─── Extract to read ───

Glad I could help. Spread the word. This is a big improvement, especially with the ease of using Google Maps. It might be possible to install Google Voice and use the device for calls, too.


----------



## painfreepc

what if by doing this, you have removed something that reports back to uber.


----------



## LAuberX

painfreepc said:


> Are you saying the phone will still have data service for the uber driver app.


Yep, works great.


----------



## mattvuberx

painfreepc said:


> what if by doing this, you have removed something that reports back to uber.


I've run several fares like this with no issues. If the app can work on a BYOD phone, I'm not concerned with reporting issues on a factory reset Uber device. Should not factor in.


----------



## Sean O'Gorman

Can you confirm if Bluetooth works?


----------



## mattvuberx

Sean O'Gorman said:


> Can you confirm if Bluetooth works?


Indeed Bluetooth does work.


----------



## SunSmith

I use an Android as my primary phone and know next to nothing about an iPhone. Followed your instructions, reset the Uber provided phone and then downloaded the Uber driver app, along with Waze and Google Maps. Uber driver app started up like always, I'll be driving Friday - that will be the real test.

Messaging didn't work (was on my wi-fi network). And as expected, didn't work as a phone.


----------



## SunSmith

Using Google Voice while attached to home wi-fi I was able to text, but no phone calls.

Also texted using Google Voice with wi-fi off. Still no phone calls.


----------



## painfreepc

Google Voice needs a number to forward it's calls to, you can use a free service like "TextMe" or a great pay service like "Line2"

i have a personal iphone4 with no cell or data service, i use wi-fi only, i have a mi-fi device as my hotspot,
Google Voice receives the sms text messages and Line2 receives the calls from google voice.


----------



## Sean O'Gorman

Actually, if you use Google Hangouts, you can place and receive calls via your Google Voice number.

I know nothing about iPhones, but this came to PC and Android lately, and I'm told has been in place for awhile with iOS.

─── Stored rows ───

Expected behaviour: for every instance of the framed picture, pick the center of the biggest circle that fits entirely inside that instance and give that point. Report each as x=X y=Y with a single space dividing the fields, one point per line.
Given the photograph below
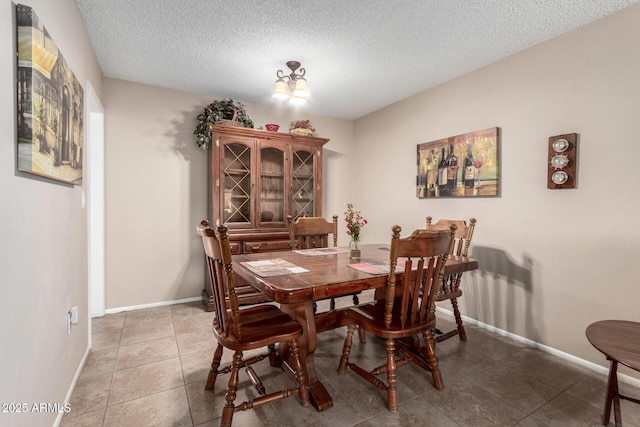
x=464 y=165
x=50 y=105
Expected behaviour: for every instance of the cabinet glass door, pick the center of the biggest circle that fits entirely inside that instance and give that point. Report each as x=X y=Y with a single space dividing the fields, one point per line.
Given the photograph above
x=272 y=198
x=302 y=185
x=237 y=184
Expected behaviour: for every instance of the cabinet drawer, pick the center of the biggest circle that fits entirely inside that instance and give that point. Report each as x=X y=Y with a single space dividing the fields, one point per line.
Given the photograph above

───

## Requirement A
In the forum thread about resetting the Uber-provided phone, why does mattvuberx say that possibly removing something that reports back to Uber should not factor in? Answer in one to three sentences.
## Requirement B
Print the stretch of the forum thread from "I use an Android" through "Still no phone calls.", word for word.
## Requirement C
Carry on the forum thread about the reset Uber phone from the point where it stops.

## Task output A
mattvuberx has run several fares on the reset device with no issues. Because the app can work on a BYOD phone, mattvuberx is not concerned about reporting issues on a factory reset Uber device.

## Task output B
I use an Android as my primary phone and know next to nothing about an iPhone. Followed your instructions, reset the Uber provided phone and then downloaded the Uber driver app, along with Waze and Google Maps. Uber driver app started up like always, I'll be driving Friday - that will be the real test.

Messaging didn't work (was on my wi-fi network). And as expected, didn't work as a phone.


----------



## SunSmith

Using Google Voice while attached to home wi-fi I was able to text, but no phone calls.

Also texted using Google Voice with wi-fi off. Still no phone calls.

## Task output C
----------



## Seinfeld

How is it so permanently connected to Ubers data plan? Id like to totally knock mine off Uber as I use my personal phone now for the app - I hate the $10 fee. Is it possible to make it into a regular old iphone? Replace sim card maybe?

Anyways this is great info for those who use the Uber phone and want more access with it, thanks for the thread.


----------



## mattvuberx

The only way to ditch the $10 fee is to physically return the phone.


----------



## painfreepc

Sean O'Gorman said:


> Actually, if you use Google Hangouts, you can place and receive calls via your Google Voice number.
> 
> I know nothing about iPhones, but this came to PC and Android lately, and I'm told has been in place for awhile with iOS.


i don't think this works on the ipone 4. it works on my laptop but not my iphone 4.


----------



## Courageous

mattvuberx said:


> I discovered today that your Uber device doesn't have to remain locked down in order to function. In fact, you can perform a hard factory reset on the device, then after setting up your Apple account, etc you can simply use the BYOD link from Uber to reinstall the Uber driver app. Works like a charm with no interruption. You still pay the ten dollar fee, but you no longer have a neutered device.


I have no smartphone. I'm dying to be able to have the RIDER app so I can see how many uber cars are around. Would unlocking the device in this way allow me to download the RIDER app?

**I think my Uber phone already updated to iOS 8. If I do reset, will be back to previous version?


----------



## mattvuberx

Courageous said:


> I have no smartphone. I'm dying to be able to have the RIDER app so I can see how many uber cars are around. Would unlocking the device in this way allow me to download the RIDER app?


I have the Uber Rider app installed on my Uber phone now. The answer is yes.


----------



## Piotrowski

Where is the BYOD link?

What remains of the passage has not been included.